Name: Bartlomiej (Bart) Bartkowiak
Lab: Greenleaf
Conference: 10th EMBL Conference – Transcription & Chromatin
Date: August 25 – 28, 2012
Location: Heidelberg, Germany
Purpose: To present talk and poster

Abstract:

CDK12: The transcriptional role of an elongation phase CTD kinase
Bartlomiej Bart Bartkowiak_Greenleaf LabEukaryotic RNA polymerase II (RNAPII) not only synthesizes mRNA but also coordinates transcription-related processes via its unique C-terminal repeat domain (CTD). The CTD (a series of heptad repeats with the consensus sequence Y1S2P3T4S5P6S7) is extensively post-translationally modified during transcription resulting in the binding and recruitment of transcription associated factors. The CTD has been implicated in a wide variety of transcriptional processes including mRNA and snRNA processing, termination, and chromatin modification.

= GIVEN INFORMATION =
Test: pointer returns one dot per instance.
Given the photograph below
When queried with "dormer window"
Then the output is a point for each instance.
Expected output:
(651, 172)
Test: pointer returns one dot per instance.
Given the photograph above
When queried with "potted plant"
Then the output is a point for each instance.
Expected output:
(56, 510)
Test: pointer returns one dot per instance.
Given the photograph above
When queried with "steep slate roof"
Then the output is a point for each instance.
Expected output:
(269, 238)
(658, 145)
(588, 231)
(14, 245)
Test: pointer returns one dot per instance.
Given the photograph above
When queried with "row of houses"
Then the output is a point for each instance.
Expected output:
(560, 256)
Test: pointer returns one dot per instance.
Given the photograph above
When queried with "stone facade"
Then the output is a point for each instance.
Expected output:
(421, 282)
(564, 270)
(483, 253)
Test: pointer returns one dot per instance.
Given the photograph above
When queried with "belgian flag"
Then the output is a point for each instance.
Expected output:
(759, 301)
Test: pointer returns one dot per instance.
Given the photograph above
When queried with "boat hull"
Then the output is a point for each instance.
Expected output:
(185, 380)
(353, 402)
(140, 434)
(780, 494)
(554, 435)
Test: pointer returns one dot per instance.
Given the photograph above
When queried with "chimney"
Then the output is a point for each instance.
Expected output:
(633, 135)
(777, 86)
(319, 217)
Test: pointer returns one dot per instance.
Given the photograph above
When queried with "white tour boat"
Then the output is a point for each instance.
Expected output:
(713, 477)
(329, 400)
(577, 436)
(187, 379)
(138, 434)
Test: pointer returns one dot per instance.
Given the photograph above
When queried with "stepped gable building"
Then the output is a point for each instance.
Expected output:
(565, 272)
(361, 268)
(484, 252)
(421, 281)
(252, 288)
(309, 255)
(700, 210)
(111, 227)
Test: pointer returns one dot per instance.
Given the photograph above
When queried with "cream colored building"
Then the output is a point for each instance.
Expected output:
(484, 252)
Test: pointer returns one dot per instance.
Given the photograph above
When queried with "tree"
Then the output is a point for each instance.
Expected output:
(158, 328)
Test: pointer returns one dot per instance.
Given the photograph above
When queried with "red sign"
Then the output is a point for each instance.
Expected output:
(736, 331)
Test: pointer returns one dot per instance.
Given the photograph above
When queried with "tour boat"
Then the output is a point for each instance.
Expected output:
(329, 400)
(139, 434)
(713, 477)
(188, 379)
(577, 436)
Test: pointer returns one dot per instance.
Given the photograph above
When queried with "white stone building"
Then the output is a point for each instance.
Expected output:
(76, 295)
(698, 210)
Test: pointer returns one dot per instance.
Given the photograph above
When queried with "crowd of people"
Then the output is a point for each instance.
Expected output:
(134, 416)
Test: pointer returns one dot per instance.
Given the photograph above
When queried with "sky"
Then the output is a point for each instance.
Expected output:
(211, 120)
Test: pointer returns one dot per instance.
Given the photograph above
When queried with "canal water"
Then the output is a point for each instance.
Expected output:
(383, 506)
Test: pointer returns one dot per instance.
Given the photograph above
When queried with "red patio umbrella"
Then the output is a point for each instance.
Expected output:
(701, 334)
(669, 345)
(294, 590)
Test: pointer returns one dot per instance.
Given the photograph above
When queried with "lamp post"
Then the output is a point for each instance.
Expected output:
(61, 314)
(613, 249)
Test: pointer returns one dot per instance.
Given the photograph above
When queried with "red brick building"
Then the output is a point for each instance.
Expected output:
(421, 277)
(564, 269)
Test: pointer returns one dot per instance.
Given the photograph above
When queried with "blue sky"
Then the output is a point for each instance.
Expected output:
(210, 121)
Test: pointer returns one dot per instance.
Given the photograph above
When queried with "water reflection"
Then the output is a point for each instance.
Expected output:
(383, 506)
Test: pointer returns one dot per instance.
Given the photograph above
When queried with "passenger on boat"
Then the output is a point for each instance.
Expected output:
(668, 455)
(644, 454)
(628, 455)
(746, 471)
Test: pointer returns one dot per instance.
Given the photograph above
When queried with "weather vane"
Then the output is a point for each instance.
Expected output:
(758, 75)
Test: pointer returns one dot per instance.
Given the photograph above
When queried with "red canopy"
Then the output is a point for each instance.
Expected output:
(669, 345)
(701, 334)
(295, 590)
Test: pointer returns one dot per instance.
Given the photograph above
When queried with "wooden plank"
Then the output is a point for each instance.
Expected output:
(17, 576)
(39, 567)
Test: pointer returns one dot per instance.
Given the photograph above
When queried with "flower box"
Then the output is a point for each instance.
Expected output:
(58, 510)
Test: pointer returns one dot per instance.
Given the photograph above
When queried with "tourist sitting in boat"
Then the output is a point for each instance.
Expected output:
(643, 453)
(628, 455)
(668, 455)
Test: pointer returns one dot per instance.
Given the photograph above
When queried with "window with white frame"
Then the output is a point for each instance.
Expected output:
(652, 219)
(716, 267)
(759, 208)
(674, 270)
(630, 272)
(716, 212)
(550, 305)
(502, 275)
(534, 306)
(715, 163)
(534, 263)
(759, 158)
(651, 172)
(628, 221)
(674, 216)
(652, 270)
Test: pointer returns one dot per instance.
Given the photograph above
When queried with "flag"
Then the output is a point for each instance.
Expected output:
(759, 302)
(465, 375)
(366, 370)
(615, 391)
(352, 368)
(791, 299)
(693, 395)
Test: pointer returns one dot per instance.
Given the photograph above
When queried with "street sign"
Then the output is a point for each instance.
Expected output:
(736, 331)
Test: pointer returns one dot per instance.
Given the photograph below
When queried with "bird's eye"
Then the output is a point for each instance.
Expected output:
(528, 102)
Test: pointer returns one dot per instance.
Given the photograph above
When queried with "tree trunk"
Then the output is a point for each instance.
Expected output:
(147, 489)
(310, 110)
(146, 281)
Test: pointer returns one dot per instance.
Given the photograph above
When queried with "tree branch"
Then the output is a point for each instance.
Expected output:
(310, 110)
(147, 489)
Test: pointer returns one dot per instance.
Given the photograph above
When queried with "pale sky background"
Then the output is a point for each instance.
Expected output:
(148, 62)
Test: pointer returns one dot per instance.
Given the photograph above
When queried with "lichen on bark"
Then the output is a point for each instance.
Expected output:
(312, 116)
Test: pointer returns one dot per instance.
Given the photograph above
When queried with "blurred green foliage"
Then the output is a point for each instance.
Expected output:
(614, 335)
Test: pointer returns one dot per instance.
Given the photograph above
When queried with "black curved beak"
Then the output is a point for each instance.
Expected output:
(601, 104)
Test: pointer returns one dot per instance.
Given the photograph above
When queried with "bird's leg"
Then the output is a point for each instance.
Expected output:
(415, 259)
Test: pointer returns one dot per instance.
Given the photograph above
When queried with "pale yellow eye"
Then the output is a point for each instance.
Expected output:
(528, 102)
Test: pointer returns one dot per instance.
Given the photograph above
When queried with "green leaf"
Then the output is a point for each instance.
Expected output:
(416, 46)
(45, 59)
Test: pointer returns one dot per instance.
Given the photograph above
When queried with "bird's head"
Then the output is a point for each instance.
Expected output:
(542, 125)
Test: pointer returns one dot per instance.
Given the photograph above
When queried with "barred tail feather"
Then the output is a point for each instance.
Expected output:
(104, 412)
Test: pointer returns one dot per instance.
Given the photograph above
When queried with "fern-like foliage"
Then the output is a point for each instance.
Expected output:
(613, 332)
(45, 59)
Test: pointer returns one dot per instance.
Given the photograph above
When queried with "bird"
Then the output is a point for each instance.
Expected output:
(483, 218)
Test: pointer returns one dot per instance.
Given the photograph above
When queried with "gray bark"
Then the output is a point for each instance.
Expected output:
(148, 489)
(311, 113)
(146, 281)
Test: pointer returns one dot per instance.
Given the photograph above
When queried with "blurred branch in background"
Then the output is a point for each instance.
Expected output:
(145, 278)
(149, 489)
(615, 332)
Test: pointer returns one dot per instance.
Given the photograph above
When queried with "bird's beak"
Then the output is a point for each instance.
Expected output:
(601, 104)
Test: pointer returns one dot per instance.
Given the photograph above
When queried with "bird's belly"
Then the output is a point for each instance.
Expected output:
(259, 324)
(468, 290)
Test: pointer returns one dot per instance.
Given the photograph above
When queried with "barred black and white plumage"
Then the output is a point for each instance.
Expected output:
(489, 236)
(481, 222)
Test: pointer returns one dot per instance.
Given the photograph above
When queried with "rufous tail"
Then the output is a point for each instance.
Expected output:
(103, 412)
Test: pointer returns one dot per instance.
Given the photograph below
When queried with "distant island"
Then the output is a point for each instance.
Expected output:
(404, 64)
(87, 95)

= EXERCISES =
a) List every label in the conference entry that is followed by a colon.
b) Please transcribe the conference entry, starting at "CDK12: The transcriptional" and ending at "and chromatin modification.".
c) Pick up the conference entry after its last sentence and keep writing it.
The listing is separate material, unrelated to the conference entry.

= REPLIES =
a) Name, Lab, Conference, Date, Location, Purpose, Abstract

b)
CDK12: The transcriptional role of an elongation phase CTD kinase
Bartlomiej Bart Bartkowiak_Greenleaf LabEukaryotic RNA polymerase II (RNAPII) not only synthesizes mRNA but also coordinates transcription-related processes via its unique C-terminal repeat domain (CTD). The CTD (a series of heptad repeats with the consensus sequence Y1S2P3T4S5P6S7) is extensively post-translationally modified during transcription resulting in the binding and recruitment of transcription associated factors. The CTD has been implicated in a wide variety of transcriptional processes including mRNA and snRNA processing, termination, and chromatin modification.

c)
The major elongation-phase CTD kinase in S. cerevisiae is the Ser2 specific CTDK-I complex whose catalytic subunit is the CDK-like Ctk1. Drosophila contains one (CDK12), and humans contain two (CDK12 & CDK13) proteins that are the closest evolutionary relatives of yeast Ctk1, however, neither CDK12 nor CDK13 had been shown to be a bona fide CTD kinase.  Employing Drosophila we have recently demonstrated that CDK12 is a transcription-associated CTD kinase, the ortholog of yeast Ctk1. We have also identified the cyclin partner of CDK12 to be the Ctk2-like cyclinK. The discovery of these novel CTD kinase activities presents an opportunity for the study of the interplay between CTD phosphorylation and transcription associated events in higher eukaryotes.

We are currently working to further characterize CDK12 in the context of transcription. We find that RNAi-mediated knockdown of CDK12 in Drosophila cell culture results in the preferential down-regulation of long and highly expressed genes.  Correspondingly, knockdown of CyclinK affects the same gene set in the same manner. Efforts are underway to map the global distribution of RNAPII and Ser2 CTD phosphorylation post CDK12 depletion via ChIP-chip and to investigate potential splicing defects via RNA-seq. We anticipate that these experiments will clarify the connections between elongation-phase CTD phosphorylation, CTD kinases, and a wide range of transcription-associated events.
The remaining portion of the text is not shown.